## SOURCE EXCERPT
----

Allan and I met and married in two months. Marry in haste, repent at leisure, the proverb goes. My impulsiveness in marrying Dr. Jong shows me how traumatized I'd been by Michael's breakdown. I doubt that I loved him, but love didn't seem to be the point of marriage. I knew I wanted to get away from my family. I knew I hated graduate school. I knew I needed to be analyzed. I knew I needed to write. And I knew I was afraid to do these things alone.
The truth is: I was
afraid
to be without a man. Afraid because, for reasons unknown to me, I attracted men like a honeypot and had no natural netting. With a gloomy psychiatrist husband, who supposedly knew the secrets of the unconscious, I assumed I'd be safe. I turned out to be right and wrong about that. Besides, being married to Allan at that time was a lot like being in solitary confinement. And solitary confinement is great for writing.
We shipped off to Germany in February of 1966. Allan had been drafted at the age of thirty-two and had chosen Germany for three years to rule out any possibility of being sent to Vietnam. He was sure that in Vietnam he'd be killed for his Chinese face and his American uniform. In Germany, Allan went into a three-year funk about the Vietnam War (which he opposed), being drafted out of his private practice (which he was powerless over), missing his analyst (which he was powerless over). We soon discovered how essentially unsuited we were. I loved to laugh and talk. He loved not to. I had found myself a Chinese torturer. If hell is other people, as Sartre said, then I was in hell. And I was too proud to admit I'd made another mistake.
So I locked myself in a room and wrote. Perhaps that was the purpose of it all. Perhaps he was my version of Colette's Willy. I developed a convenient theory that every woman writer needed a man to lock her in a room far from her mother so she could write.
We lived just a short trolley ride from Heidelberg, in a place called Holbeinring, where our neighbors were career army officers and their “dependents.” I taught some courses at the University of Maryland's Overseas Division—where the GIs called me “Sir”—and I wrote a column on wine festivals and restaurants for a freebie magazine called Heidelberg Diese Woche. Mostly I locked myself in the second bedroom of our hideous army-issue apartment and wrote poems and stories.
I lived in a world of my own devising, which is, of course, how any writer must begin. I read the poetry quarterlies—
Sewanee
Review,
Poetry, Southern Review—which
arrived months late by sea mail. And I worshiped at the shrine of The New Yorker. I would compare my own fledgling poems to those that appeared in print. My voice was too floridly female, I decided, so I attempted to emulate the cool, neutered voice I thought of as male and therefore pleasing to editors.
But to no avail. I could not really neuter my voice and become a New Yorker poet of the sixties. Nor could I even approximate the poems I found in the
Sewanee
Review. Just as in college I had often tried to write inscrutable poetry and despaired when my poems came out clear, I tried in Heidelberg to mold myself to what I imagined was the taste of the times. I am happy to say I failed miserably. Knowing that to be female was infinitely undesirable, I wanted to find a way to become something—anything—else. But what that something else was, I did not know.

----

## DATA
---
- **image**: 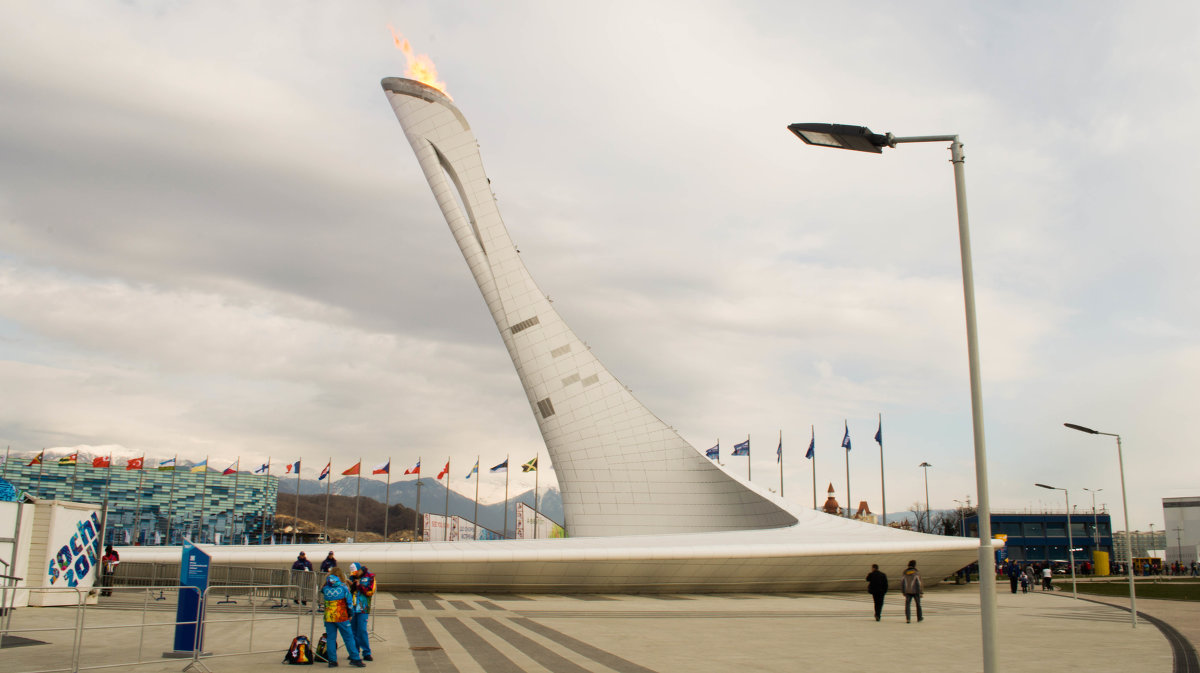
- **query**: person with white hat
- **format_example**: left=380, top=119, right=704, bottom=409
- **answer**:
left=350, top=563, right=374, bottom=661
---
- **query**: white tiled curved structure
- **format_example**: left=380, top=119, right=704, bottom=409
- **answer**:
left=383, top=78, right=796, bottom=536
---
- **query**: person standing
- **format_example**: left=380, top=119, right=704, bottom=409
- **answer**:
left=320, top=565, right=366, bottom=668
left=866, top=563, right=888, bottom=621
left=900, top=560, right=925, bottom=624
left=100, top=545, right=121, bottom=596
left=350, top=563, right=374, bottom=661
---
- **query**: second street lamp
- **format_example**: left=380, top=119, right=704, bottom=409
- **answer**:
left=1062, top=423, right=1138, bottom=629
left=787, top=124, right=998, bottom=673
left=1033, top=483, right=1079, bottom=600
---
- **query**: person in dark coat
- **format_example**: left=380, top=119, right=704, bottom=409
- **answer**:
left=866, top=563, right=888, bottom=621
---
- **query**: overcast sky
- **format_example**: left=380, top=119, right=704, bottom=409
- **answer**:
left=0, top=1, right=1200, bottom=529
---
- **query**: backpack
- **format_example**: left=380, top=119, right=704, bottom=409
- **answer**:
left=283, top=636, right=312, bottom=666
left=317, top=633, right=329, bottom=661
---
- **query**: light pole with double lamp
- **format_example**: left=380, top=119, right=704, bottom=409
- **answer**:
left=1062, top=423, right=1138, bottom=629
left=787, top=124, right=998, bottom=673
left=1033, top=483, right=1079, bottom=600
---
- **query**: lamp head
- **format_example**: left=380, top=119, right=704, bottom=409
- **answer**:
left=787, top=124, right=896, bottom=154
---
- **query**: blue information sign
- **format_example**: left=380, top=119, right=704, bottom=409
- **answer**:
left=175, top=542, right=210, bottom=653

----

## REQUEST
In the passage about married life in Germany, which free magazine ran the narrator's column on wine festivals and restaurants?

## ANSWER FOR THE TASK
Heidelberg Diese Woche